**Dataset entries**
_ _ _ _ _

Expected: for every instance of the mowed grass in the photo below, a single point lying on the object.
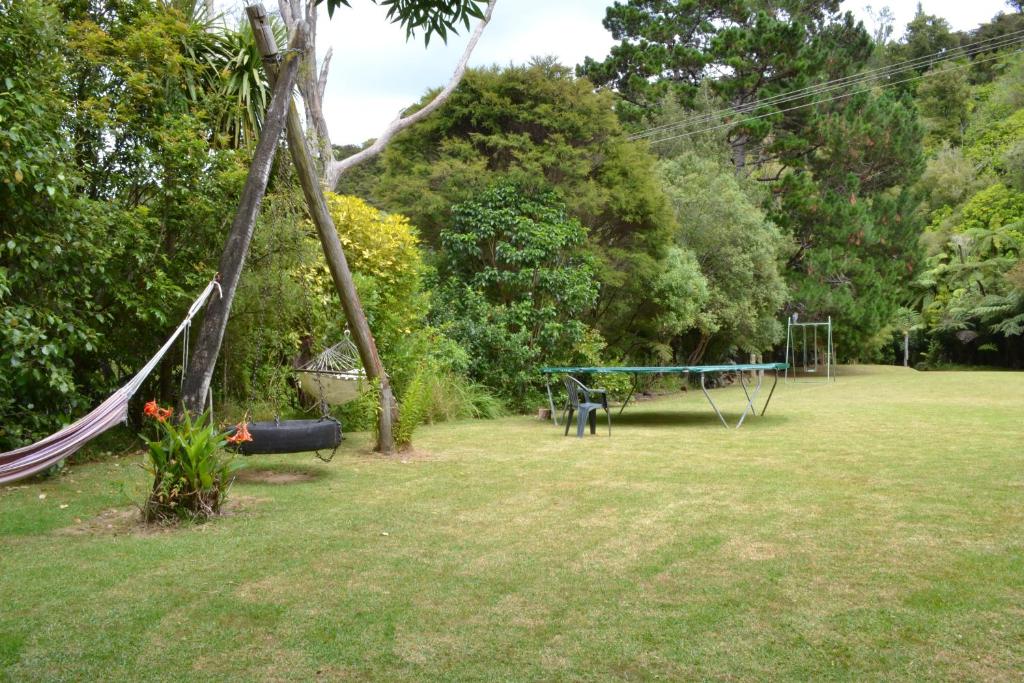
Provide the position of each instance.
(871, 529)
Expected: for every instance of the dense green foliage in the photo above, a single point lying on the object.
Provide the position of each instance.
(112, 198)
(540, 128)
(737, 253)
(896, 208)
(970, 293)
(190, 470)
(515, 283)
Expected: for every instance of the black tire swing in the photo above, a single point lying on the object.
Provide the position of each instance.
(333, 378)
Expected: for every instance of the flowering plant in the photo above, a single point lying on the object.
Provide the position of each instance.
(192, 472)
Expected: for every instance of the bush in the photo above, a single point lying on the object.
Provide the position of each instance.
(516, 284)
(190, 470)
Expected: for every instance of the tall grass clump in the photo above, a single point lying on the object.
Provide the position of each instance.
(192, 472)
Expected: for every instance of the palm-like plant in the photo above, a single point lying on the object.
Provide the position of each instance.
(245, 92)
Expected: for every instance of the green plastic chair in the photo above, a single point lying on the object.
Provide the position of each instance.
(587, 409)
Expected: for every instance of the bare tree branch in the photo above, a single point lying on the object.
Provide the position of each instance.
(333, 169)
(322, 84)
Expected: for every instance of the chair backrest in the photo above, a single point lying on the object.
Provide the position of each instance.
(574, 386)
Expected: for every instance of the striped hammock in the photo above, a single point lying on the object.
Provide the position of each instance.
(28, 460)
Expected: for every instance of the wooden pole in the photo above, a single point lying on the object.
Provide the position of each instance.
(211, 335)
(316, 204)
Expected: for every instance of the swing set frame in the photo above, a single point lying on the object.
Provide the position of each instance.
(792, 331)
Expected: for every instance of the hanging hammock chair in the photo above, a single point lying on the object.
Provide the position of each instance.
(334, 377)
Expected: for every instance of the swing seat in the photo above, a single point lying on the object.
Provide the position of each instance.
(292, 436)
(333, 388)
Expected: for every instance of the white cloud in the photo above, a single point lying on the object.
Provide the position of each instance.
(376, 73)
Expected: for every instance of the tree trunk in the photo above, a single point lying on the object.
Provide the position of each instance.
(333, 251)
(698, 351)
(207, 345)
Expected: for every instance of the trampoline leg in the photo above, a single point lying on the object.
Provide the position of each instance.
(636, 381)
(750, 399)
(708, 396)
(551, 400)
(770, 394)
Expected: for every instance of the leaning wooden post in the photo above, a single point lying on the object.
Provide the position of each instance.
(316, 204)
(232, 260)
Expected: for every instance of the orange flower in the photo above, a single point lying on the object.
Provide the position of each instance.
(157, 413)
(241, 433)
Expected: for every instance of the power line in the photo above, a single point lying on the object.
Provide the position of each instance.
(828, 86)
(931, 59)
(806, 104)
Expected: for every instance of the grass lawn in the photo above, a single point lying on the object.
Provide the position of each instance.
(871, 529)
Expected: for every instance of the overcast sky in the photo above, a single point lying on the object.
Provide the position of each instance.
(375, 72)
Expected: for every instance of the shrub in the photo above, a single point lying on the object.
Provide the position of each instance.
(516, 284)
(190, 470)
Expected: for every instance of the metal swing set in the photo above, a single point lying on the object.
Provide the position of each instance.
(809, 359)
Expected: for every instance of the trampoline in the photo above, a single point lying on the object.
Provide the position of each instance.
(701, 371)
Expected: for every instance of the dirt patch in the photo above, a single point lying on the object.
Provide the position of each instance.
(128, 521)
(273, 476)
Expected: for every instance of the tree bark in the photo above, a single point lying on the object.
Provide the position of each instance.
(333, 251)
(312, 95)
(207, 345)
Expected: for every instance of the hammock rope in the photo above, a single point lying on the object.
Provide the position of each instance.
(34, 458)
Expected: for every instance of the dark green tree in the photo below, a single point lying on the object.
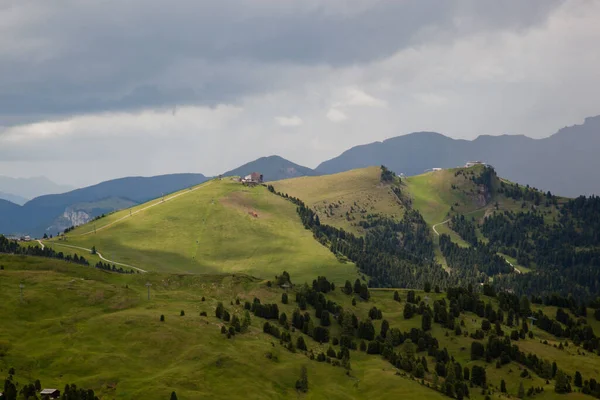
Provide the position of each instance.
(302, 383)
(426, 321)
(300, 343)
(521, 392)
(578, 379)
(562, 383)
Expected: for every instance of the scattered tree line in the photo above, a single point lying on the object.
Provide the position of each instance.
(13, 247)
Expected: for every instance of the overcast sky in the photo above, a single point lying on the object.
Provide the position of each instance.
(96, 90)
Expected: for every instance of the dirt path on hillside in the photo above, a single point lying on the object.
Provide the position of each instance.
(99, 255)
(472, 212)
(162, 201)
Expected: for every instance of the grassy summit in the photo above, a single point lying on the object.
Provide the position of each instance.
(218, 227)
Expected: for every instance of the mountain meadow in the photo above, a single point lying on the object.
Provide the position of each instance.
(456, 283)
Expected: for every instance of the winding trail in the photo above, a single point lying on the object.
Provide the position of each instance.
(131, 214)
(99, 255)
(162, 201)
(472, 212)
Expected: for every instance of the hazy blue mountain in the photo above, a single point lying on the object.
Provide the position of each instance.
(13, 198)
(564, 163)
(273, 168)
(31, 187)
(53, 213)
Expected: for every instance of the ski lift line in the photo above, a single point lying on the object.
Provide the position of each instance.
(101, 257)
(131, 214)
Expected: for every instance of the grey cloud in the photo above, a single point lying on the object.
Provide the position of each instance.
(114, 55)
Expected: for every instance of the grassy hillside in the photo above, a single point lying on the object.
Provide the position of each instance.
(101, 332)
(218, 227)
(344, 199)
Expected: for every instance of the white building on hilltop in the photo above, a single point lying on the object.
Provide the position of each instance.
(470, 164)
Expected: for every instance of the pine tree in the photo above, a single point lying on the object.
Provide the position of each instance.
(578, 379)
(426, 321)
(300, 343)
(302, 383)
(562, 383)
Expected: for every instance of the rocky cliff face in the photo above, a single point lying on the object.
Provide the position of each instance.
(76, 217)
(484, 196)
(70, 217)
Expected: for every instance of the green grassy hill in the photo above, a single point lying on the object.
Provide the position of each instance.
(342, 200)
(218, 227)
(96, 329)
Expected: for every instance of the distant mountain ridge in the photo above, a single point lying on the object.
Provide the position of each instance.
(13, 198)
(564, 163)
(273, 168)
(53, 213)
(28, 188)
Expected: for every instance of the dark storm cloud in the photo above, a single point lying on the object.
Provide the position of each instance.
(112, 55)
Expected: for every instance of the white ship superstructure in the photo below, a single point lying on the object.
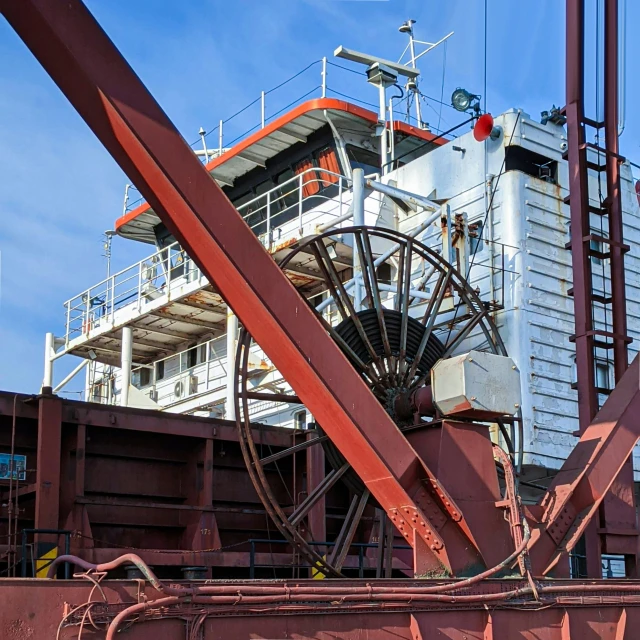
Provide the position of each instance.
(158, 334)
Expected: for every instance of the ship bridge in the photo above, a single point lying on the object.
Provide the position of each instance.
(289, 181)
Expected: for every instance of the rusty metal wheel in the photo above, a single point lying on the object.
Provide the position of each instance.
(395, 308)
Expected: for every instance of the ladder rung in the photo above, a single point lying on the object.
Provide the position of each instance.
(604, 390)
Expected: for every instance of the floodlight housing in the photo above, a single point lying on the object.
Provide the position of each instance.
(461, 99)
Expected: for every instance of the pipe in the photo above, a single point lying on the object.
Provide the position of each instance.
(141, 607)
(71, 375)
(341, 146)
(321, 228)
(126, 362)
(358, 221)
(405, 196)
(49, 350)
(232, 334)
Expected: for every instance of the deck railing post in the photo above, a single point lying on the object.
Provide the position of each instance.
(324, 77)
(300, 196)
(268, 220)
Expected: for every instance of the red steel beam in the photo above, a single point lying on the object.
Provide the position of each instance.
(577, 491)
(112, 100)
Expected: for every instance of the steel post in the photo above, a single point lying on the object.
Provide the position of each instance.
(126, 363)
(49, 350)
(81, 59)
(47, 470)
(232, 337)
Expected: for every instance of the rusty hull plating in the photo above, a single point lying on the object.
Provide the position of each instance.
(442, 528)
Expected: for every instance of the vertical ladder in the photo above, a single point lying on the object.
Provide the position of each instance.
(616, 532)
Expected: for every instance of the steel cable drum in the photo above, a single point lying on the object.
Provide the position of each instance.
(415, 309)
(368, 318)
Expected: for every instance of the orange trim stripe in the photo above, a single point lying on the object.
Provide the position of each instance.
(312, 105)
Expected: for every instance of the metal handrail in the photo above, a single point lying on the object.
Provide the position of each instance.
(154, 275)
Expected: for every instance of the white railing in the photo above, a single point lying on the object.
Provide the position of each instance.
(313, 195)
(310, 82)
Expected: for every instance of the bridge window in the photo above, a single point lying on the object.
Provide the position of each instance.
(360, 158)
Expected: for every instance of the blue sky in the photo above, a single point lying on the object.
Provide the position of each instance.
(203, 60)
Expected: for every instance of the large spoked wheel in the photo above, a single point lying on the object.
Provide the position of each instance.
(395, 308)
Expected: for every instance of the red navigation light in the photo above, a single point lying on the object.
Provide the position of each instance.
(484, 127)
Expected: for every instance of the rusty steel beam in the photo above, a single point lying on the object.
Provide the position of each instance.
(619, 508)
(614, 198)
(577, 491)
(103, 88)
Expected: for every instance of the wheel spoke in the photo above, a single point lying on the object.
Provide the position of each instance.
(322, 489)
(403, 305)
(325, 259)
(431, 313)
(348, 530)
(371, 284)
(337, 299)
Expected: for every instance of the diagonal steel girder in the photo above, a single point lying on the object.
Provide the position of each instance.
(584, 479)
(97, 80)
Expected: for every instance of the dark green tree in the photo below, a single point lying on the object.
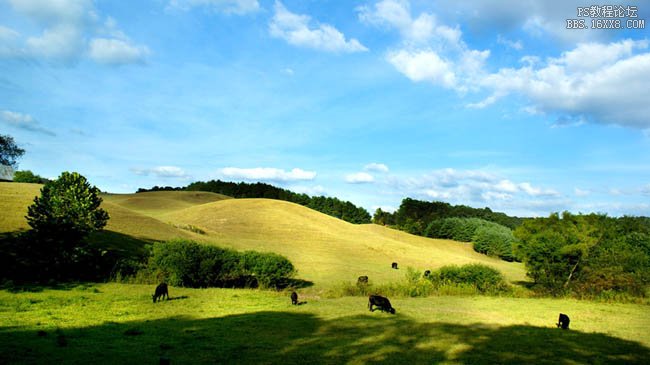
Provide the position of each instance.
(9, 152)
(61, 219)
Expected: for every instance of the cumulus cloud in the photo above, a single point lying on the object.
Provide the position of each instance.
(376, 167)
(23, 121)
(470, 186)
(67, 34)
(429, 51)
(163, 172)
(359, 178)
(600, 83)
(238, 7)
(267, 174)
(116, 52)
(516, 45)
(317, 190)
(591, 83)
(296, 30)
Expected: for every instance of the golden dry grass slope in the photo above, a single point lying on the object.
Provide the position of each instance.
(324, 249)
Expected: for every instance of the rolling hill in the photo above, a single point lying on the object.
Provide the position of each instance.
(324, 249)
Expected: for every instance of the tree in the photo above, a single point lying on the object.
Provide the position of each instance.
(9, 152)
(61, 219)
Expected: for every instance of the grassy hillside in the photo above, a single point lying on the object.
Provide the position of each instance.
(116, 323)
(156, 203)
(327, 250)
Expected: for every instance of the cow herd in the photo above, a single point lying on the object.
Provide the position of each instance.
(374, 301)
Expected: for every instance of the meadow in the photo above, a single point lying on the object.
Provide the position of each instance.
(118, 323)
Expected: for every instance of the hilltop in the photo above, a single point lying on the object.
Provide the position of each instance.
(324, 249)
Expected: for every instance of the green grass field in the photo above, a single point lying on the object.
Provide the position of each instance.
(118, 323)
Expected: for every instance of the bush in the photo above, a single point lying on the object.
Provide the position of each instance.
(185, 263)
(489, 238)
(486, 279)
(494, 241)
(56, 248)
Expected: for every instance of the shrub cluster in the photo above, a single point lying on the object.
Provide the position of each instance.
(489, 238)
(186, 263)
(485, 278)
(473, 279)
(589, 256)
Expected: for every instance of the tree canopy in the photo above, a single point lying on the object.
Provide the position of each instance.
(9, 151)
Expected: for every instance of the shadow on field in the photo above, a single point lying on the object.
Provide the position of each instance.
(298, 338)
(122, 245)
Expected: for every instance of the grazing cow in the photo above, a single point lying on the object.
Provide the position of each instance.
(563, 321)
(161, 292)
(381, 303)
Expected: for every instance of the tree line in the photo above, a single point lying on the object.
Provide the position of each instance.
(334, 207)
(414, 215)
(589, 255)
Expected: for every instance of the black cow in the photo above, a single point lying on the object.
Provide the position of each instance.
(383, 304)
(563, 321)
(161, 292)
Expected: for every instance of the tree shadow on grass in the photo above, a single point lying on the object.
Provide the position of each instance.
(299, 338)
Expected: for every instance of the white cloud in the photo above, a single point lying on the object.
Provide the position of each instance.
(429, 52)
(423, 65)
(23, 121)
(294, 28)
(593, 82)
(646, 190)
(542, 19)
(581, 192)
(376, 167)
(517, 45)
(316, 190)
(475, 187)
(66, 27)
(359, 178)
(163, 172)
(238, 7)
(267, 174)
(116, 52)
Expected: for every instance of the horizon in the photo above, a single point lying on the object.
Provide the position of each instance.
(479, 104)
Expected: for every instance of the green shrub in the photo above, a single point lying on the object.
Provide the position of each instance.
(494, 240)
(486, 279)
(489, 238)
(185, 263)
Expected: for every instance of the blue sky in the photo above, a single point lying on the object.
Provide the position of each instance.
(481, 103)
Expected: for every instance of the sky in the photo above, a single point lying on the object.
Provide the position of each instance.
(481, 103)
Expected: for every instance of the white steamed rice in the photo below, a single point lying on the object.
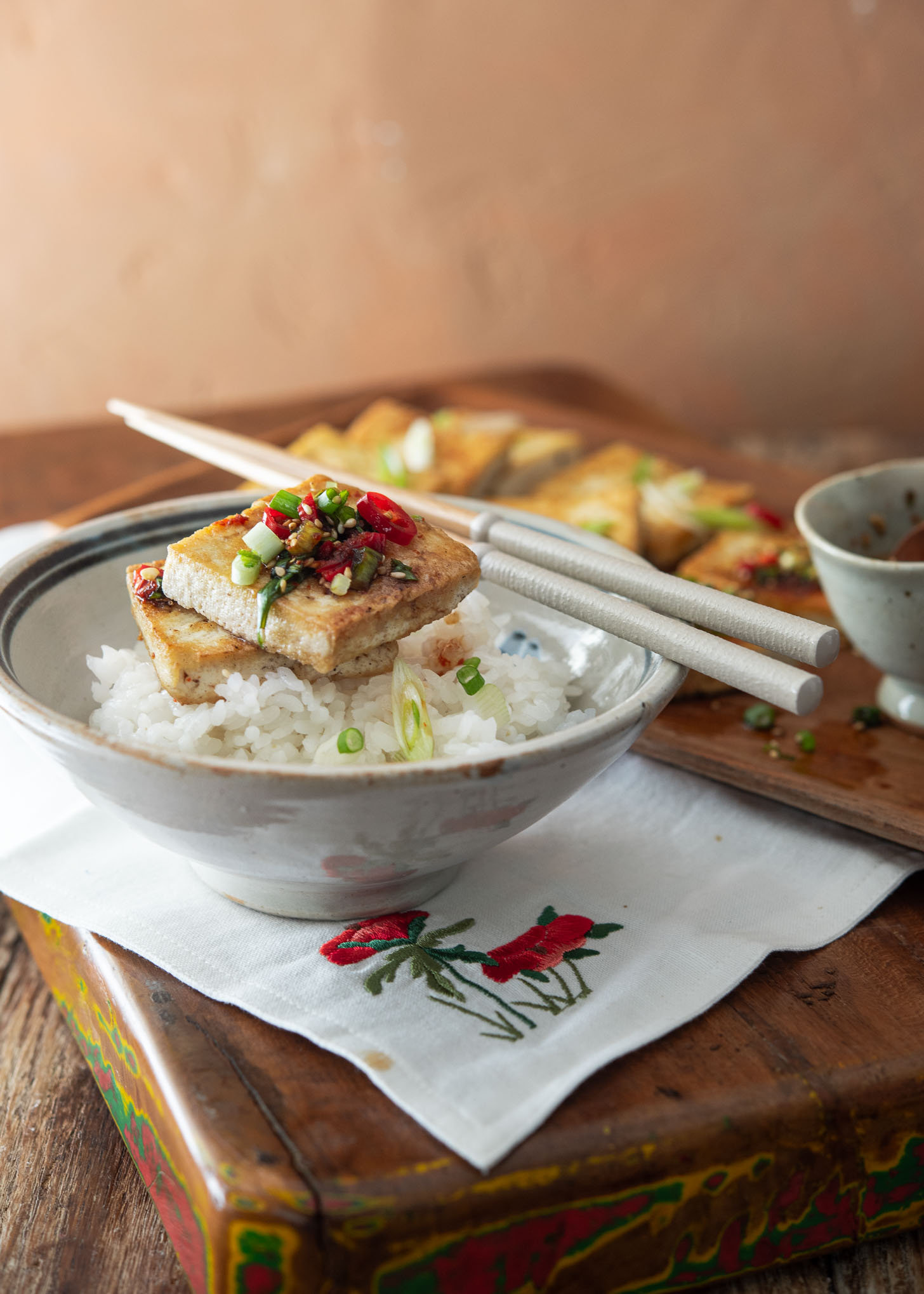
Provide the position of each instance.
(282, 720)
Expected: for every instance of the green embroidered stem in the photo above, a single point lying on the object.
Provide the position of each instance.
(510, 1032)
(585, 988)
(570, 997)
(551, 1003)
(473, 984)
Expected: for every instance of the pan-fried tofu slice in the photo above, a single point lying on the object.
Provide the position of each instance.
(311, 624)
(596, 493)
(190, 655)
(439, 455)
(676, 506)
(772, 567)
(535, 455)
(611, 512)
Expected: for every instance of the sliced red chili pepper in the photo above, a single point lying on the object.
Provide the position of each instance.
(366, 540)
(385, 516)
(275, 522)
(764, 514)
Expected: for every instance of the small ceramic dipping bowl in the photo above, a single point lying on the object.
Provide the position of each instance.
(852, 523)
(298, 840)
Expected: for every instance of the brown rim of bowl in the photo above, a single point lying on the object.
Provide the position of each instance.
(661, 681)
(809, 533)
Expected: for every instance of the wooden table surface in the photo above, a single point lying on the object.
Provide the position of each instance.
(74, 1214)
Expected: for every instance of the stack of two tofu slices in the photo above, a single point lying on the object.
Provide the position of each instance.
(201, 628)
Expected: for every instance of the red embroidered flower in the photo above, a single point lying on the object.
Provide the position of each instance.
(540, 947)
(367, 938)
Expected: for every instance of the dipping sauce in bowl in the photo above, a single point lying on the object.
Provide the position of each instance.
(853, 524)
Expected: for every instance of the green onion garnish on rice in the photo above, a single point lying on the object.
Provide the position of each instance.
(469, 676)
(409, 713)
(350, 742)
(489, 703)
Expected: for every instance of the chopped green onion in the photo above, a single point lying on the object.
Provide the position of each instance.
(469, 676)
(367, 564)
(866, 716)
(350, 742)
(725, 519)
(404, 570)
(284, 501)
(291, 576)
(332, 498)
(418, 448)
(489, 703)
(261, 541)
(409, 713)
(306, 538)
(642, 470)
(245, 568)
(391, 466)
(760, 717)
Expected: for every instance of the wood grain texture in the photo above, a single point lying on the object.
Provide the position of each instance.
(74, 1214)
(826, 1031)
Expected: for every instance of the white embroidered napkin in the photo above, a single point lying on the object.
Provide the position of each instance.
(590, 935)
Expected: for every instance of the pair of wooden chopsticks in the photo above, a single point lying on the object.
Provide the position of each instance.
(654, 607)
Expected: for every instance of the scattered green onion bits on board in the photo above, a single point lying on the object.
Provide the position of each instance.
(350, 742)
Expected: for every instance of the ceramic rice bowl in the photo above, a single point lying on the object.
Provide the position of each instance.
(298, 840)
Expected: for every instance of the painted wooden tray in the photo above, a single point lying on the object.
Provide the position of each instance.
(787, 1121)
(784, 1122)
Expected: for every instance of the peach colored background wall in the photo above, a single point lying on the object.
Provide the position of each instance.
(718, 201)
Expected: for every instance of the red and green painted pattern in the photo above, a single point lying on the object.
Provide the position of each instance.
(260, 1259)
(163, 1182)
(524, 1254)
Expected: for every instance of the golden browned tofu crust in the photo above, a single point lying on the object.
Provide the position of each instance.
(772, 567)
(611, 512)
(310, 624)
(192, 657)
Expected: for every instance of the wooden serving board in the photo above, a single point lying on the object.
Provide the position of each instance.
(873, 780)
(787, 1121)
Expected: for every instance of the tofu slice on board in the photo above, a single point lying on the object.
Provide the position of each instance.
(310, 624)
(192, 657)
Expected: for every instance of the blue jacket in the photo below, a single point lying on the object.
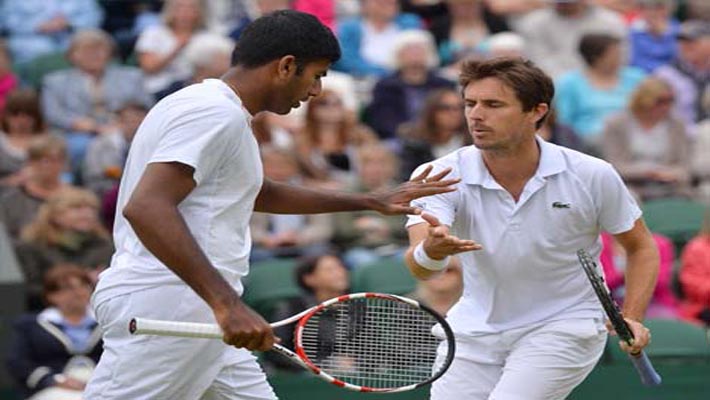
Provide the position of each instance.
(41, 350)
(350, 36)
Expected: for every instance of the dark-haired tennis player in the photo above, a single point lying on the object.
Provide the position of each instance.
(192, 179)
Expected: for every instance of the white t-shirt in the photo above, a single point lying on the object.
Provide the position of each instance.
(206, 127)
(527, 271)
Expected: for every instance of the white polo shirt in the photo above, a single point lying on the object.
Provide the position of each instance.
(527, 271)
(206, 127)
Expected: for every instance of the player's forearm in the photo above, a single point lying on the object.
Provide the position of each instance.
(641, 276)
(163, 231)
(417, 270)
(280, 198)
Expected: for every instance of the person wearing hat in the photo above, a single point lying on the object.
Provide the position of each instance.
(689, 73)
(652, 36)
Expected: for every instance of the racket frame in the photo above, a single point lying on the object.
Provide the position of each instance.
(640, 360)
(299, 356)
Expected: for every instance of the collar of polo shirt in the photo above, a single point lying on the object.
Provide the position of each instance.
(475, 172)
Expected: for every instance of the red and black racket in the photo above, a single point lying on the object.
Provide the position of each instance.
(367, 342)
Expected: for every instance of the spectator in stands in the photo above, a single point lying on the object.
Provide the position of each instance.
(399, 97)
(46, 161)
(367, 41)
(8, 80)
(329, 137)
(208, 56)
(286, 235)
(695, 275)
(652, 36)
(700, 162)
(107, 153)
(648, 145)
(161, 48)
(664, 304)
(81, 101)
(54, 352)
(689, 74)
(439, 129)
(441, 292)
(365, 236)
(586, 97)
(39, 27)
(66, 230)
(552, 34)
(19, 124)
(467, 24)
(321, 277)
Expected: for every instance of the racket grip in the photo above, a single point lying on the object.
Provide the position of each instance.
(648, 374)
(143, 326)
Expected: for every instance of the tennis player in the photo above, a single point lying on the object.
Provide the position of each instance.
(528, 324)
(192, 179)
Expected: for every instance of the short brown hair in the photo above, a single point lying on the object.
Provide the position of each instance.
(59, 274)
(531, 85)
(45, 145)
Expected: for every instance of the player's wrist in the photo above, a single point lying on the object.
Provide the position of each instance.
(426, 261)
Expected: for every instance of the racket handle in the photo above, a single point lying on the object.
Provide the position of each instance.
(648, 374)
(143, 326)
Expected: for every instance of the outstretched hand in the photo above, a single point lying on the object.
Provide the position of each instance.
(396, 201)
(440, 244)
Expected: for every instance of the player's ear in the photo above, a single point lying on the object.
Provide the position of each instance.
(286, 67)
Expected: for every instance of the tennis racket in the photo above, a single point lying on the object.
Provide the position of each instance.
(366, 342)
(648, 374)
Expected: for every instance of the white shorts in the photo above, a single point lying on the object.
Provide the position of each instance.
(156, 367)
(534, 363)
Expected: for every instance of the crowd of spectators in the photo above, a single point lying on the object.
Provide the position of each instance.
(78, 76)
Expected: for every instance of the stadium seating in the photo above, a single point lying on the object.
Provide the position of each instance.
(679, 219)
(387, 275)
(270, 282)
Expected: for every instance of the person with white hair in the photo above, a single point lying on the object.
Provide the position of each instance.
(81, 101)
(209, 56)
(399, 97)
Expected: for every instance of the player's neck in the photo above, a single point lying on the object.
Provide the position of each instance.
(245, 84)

_ _ _ _ _

**Your goal**
Please copy each line of the entries in which the word "bridge" shows up.

**Solution for this problem**
Expected: for every instance of the ship bridge in the photo above, a single point lying on the object.
Expected: for every instance of the bridge window in the photo above, a single point lying on the object.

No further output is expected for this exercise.